[EXTRACT TO READ]:
It's time to stop complaining and start campaigning, says Stella Creasy.

A shortage of Marmite, arguments over exporting jam and angry Belgians. And that’s just this month.  As the Canadian trade deal stalls, and the government decides which cottage industry its will pick next as saviour for the nation, the British people are still no clearer getting an answer to what Brexit actually means. And they are also no clearer as to how they can have a say in how that question is answered.

To date there have been three stages to Brexit. The first was ideological: an ever-rising euroscepticism, rooted in a feeling that the costs the compromises working with others require were not comparable to the benefits. It oozed out, almost unnoticed, from its dormant home deep in the Labour left and the Tory right, stoked by Ukip to devastating effect.

The second stage was the campaign of that referendum itself: a focus on immigration over-riding a wider debate about free trade, and underpinned by the tempting and vague claim that, in an unstable, unfair world, control could be taken back. With any deal dependent on the agreement of twenty eight other countries, it has already proved a hollow victory.

For the last few months, these consequences of these two stages have dominated discussion, generating heat, but not light about what happens next. Neither has anything helped to bring back together those who feel their lives are increasingly at the mercy of a political and economic elite and those who fear Britain is retreating from being a world leader to a back water.

Little wonder the analogy most commonly and easily reached for by commentators has been that of a divorce. They speculate our coming separation from our EU partners is going to be messy, combative and rancorous. Trash talk from some - including those in charge of negotiating -  further feeds this perception. That’s why it is time for all sides to push onto Brexit part three: the practical stage. How and when is it actually going to happen?

A more constructive framework to use than marriage is one of a changing business, rather than a changing relationship. Whatever the solid economic benefits of EU membership, the British people decided the social and democratic costs had become too great. So now we must adapt.

Brexit should be as much about innovating in what we make and create as it is about seeking to renew our trading deals with the world. New products must be sought alongside new markets. This doesn’t have to mean cutting corners or cutting jobs, but it does mean being prepared to learn new skills and invest in helping those in industries that are struggling to make this leap to move on. The UK has an incredible and varied set of services and products to offer the world, but will need to focus on what we do well and uniquely here to thrive. This is easier said than done, but can also offer hope. Specialising and skilling up also means we can resist those who want us to jettison hard-won environmental and social protections as an alternative. 

Most accept such a transition will take time. But what is contested is that it will require openness. However, handing the public a done deal - however well mediated - will do little to address the division within our country. Ensuring the best deal in a way that can garner the public support it needs to work requires strong feedback channels. That is why transparency about the government's plans for Brexit is so important. Of course, a balance needs to be struck with the need to protect negotiating positions, but scrutiny by parliament- and by extension the public- will be vital. With so many differing factors at stake and choices to be made, MPs have to be able and willing to bring their constituents into the discussion not just about what Brexit actually entails, but also what kind of country Britain will be during and after the result - and their role in making it happen. 

Those who want to claim the engagement of parliament and the public undermines the referendum result are still in stages one and two of this debate, looking for someone to blame for past injustices, not building a better future for all. Our Marmite may be safe for the moment, but Brexit can’t remain a love it or hate it phenomenon. It’s time for everyone to get practical.

[REQUEST A]: Copy the part of the Brexit article starting with "Little wonder the" and going on through "going to happen?".

[STORED ROWS]:

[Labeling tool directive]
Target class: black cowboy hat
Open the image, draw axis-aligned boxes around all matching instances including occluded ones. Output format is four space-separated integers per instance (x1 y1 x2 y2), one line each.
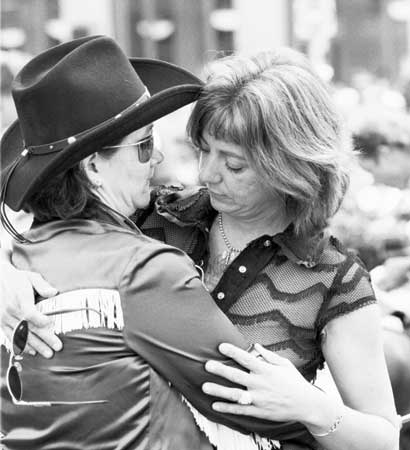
0 36 202 211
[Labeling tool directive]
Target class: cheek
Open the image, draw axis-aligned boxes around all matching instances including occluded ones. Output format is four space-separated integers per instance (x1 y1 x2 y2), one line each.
227 174 265 203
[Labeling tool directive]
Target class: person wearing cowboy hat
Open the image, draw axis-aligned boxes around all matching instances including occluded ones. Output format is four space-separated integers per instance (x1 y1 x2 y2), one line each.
0 36 318 450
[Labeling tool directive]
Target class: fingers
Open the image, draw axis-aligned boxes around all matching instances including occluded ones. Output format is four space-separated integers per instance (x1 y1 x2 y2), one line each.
25 271 58 298
219 343 262 373
205 361 249 386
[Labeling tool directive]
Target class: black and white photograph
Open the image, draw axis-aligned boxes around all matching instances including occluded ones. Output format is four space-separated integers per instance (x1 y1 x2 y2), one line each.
0 0 410 450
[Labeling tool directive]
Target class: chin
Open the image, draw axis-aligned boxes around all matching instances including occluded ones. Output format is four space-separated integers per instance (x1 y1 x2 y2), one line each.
135 190 151 209
210 197 235 213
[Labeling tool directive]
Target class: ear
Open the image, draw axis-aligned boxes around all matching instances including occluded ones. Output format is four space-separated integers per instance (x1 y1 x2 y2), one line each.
83 153 98 173
83 153 102 188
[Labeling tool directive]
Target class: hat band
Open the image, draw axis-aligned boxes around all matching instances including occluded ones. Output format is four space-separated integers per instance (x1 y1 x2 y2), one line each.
20 87 149 157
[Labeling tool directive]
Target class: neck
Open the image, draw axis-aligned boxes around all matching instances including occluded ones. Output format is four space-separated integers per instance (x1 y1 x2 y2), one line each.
220 208 290 249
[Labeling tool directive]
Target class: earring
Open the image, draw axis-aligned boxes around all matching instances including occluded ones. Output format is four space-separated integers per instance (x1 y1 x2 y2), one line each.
91 178 102 189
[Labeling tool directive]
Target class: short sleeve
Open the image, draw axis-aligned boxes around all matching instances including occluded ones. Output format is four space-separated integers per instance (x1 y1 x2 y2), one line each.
318 253 376 331
120 239 302 437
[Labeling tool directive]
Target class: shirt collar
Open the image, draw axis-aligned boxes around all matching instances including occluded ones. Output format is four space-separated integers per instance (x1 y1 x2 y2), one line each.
155 186 326 268
272 225 327 269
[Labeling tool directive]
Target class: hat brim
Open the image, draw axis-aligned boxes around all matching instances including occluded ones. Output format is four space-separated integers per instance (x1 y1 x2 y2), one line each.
1 58 203 211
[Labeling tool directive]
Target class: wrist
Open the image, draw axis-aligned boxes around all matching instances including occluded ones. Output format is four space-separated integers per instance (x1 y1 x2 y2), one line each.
301 385 344 436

[REQUEST B]: How many lines of the records contain the string "black", with case counting? Reply with the number alone.

[WRITTEN RESPONSE A]:
Little wonder the analogy most commonly and easily reached for by commentators has been that of a divorce. They speculate our coming separation from our EU partners is going to be messy, combative and rancorous. Trash talk from some - including those in charge of negotiating -  further feeds this perception. That’s why it is time for all sides to push onto Brexit part three: the practical stage. How and when is it actually going to happen?

[WRITTEN RESPONSE B]: 2